Quoted passage:
----

The year that is drawing towards its close, has been filled with the blessings of fruitful fields and healthful skies. To these bounties, which are so constantly enjoyed that we are prone to forget the source from which they come, others have been added, which are of so extraordinary a nature, that they cannot fail to penetrate and soften even the heart which is habitually insensible to the ever watchful providence of Almighty God.

In the midst of a civil war of unequaled magnitude and severity, which has sometimes seemed to foreign States to invite and to provoke their aggression, peace has been preserved with all nations, order has been maintained, the laws have been respected and obeyed, and harmony has prevailed everywhere except in the theatre of military conflict; while that theatre has been greatly contracted by the advancing armies and navies of the Union.

Needful diversions of wealth and of strength from the fields of peaceful industry to the national defence, have not arrested the plough, the shuttle or the ship; the axe has enlarged the borders of our settlements, and the mines, as well of iron and coal as of the precious metals, have yielded even more abundantly than heretofore. Population has steadily increased, notwithstanding the waste that has been made in the camp, the siege and the battle-field; and the country, rejoicing in the consciousness of augmented strength and vigor, is permitted to expect continuance of years with large increase of freedom.

No human counsel hath devised nor hath any mortal hand worked out these great things. They are the gracious gifts of the Most High God, who, while dealing with us in anger for our sins, hath nevertheless remembered mercy.

It has seemed to me fit and proper that they should be solemnly, reverently and gratefully acknowledged as with one heart and one voice by the whole American People. I do therefore invite my fellow citizens in every part of the United States, and also those who are at sea and those who are sojourning in foreign lands, to set apart and observe the last Thursday of November next, as a day of Thanksgiving and Praise to our beneficent Father who dwelleth in the Heavens.

----

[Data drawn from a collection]
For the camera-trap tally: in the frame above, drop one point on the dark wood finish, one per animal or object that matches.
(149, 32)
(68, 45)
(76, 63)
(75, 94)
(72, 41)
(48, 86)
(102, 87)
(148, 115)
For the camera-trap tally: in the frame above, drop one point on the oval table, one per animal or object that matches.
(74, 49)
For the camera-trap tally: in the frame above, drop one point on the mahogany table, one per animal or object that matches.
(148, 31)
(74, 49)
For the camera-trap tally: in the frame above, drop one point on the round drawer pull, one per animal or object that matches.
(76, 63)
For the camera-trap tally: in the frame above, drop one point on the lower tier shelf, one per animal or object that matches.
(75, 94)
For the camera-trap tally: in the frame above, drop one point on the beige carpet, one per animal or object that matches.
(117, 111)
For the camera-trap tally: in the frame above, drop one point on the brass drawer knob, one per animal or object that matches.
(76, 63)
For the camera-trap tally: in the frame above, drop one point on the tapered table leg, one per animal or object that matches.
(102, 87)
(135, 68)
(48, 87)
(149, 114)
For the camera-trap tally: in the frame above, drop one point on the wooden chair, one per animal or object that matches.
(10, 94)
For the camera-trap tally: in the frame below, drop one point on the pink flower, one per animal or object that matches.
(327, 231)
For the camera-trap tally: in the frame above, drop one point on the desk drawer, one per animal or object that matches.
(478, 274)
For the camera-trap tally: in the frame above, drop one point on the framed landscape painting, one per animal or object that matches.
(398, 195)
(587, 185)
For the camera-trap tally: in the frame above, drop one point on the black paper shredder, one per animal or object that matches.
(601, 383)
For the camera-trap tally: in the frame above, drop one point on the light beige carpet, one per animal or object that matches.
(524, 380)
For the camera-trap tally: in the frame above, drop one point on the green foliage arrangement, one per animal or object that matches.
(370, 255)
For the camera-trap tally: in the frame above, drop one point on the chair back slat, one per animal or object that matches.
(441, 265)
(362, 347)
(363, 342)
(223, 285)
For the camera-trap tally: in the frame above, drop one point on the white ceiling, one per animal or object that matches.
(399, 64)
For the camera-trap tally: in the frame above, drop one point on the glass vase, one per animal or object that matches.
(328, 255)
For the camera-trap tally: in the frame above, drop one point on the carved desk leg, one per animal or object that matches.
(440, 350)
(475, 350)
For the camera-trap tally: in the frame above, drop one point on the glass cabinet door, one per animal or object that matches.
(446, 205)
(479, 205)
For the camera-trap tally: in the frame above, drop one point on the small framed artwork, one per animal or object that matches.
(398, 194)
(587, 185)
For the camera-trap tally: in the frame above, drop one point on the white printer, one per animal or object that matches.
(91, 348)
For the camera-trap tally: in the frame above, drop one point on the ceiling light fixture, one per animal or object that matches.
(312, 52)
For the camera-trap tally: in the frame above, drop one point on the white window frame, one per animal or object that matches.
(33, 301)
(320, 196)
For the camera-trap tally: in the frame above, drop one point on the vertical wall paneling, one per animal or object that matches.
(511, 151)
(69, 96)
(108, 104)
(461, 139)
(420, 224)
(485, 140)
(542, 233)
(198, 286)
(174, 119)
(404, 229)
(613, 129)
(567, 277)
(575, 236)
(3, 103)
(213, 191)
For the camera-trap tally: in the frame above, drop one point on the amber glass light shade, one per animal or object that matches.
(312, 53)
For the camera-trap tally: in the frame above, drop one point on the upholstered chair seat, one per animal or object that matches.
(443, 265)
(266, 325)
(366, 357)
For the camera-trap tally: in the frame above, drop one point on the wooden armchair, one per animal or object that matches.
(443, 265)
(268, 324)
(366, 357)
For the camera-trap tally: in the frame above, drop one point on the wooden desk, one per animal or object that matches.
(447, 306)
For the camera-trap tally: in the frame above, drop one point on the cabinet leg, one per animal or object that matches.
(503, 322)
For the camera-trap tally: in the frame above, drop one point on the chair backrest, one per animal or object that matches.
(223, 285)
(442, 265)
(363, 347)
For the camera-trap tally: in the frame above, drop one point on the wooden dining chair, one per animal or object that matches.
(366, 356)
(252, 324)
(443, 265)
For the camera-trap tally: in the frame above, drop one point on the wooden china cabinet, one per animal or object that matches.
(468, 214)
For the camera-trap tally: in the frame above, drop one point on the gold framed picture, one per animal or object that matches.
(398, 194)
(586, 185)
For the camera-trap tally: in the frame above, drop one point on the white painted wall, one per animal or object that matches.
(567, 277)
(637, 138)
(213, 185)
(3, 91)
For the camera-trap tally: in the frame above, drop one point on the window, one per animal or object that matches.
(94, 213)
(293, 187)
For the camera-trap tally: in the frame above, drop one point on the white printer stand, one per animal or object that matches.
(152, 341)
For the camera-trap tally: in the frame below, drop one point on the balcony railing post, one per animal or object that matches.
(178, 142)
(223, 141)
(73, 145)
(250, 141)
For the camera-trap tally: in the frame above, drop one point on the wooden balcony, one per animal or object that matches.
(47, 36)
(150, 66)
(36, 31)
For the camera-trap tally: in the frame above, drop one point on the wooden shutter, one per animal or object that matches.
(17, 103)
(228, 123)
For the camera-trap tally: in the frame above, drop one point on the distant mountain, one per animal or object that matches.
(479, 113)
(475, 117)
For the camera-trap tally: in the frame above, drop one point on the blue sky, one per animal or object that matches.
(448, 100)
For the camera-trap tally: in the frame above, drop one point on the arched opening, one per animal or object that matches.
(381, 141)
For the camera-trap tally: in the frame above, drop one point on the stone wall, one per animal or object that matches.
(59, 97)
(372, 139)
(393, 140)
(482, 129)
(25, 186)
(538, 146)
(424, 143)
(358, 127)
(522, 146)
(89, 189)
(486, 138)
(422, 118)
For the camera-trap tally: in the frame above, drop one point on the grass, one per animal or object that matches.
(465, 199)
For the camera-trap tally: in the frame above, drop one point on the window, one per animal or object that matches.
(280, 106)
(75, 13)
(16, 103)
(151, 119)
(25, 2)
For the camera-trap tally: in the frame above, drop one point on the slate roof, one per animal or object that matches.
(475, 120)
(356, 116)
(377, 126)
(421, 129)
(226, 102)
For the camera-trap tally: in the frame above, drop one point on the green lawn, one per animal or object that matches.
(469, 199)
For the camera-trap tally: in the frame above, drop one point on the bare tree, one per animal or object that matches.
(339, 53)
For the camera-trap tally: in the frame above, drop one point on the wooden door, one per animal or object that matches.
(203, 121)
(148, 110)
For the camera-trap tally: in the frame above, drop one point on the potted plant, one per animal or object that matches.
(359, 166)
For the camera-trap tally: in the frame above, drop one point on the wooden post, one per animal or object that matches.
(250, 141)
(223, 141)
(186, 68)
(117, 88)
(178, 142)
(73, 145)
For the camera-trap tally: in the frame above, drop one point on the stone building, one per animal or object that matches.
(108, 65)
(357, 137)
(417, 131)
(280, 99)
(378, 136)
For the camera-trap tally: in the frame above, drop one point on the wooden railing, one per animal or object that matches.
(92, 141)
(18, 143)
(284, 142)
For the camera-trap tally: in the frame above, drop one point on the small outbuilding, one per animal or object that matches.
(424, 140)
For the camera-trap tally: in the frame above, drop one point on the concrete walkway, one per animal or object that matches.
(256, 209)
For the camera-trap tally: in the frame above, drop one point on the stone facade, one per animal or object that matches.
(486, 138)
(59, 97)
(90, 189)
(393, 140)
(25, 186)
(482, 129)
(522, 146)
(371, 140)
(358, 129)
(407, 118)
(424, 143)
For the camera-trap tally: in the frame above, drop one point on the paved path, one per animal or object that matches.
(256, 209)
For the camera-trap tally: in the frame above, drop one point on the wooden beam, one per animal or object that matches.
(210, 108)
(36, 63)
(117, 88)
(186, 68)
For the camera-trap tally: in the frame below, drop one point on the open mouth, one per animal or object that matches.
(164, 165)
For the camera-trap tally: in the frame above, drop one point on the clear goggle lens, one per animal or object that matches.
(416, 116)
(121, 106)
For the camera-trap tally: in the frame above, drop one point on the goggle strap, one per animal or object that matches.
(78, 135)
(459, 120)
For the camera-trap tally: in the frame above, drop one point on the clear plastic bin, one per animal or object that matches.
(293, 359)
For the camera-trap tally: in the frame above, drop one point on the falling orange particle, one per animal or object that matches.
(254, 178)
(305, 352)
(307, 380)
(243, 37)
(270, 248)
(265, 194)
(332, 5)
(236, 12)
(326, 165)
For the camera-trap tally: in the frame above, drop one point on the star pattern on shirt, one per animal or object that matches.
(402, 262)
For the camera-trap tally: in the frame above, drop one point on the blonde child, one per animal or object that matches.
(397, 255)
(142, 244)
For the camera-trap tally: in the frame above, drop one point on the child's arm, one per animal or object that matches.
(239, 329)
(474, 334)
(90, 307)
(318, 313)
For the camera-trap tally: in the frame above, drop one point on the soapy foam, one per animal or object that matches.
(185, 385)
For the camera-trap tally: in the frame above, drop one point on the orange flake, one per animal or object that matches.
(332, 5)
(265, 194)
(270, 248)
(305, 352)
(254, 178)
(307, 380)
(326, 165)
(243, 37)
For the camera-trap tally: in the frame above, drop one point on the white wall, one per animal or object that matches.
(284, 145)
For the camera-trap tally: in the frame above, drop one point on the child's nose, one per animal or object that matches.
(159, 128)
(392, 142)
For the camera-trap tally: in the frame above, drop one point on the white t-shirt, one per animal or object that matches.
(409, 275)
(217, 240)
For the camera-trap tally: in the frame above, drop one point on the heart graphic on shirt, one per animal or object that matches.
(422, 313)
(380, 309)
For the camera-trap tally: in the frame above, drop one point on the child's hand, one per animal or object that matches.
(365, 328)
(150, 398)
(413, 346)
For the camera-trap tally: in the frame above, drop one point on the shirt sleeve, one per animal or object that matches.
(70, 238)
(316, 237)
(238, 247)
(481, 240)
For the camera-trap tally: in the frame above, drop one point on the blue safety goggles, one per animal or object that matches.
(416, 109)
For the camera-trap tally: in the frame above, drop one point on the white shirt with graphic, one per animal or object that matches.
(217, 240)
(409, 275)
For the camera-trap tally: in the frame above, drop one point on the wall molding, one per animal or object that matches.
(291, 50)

----

What this task involves: Quote the Thanksgiving proclamation in full, word for word. Nothing in the listing is needed.

Task solution:
The year that is drawing towards its close, has been filled with the blessings of fruitful fields and healthful skies. To these bounties, which are so constantly enjoyed that we are prone to forget the source from which they come, others have been added, which are of so extraordinary a nature, that they cannot fail to penetrate and soften even the heart which is habitually insensible to the ever watchful providence of Almighty God.

In the midst of a civil war of unequaled magnitude and severity, which has sometimes seemed to foreign States to invite and to provoke their aggression, peace has been preserved with all nations, order has been maintained, the laws have been respected and obeyed, and harmony has prevailed everywhere except in the theatre of military conflict; while that theatre has been greatly contracted by the advancing armies and navies of the Union.

Needful diversions of wealth and of strength from the fields of peaceful industry to the national defence, have not arrested the plough, the shuttle or the ship; the axe has enlarged the borders of our settlements, and the mines, as well of iron and coal as of the precious metals, have yielded even more abundantly than heretofore. Population has steadily increased, notwithstanding the waste that has been made in the camp, the siege and the battle-field; and the country, rejoicing in the consciousness of augmented strength and vigor, is permitted to expect continuance of years with large increase of freedom.

No human counsel hath devised nor hath any mortal hand worked out these great things. They are the gracious gifts of the Most High God, who, while dealing with us in anger for our sins, hath nevertheless remembered mercy.

It has seemed to me fit and proper that they should be solemnly, reverently and gratefully acknowledged as with one heart and one voice by the whole American People. I do therefore invite my fellow citizens in every part of the United States, and also those who are at sea and those who are sojourning in foreign lands, to set apart and observe the last Thursday of November next, as a day of Thanksgiving and Praise to our beneficent Father who dwelleth in the Heavens.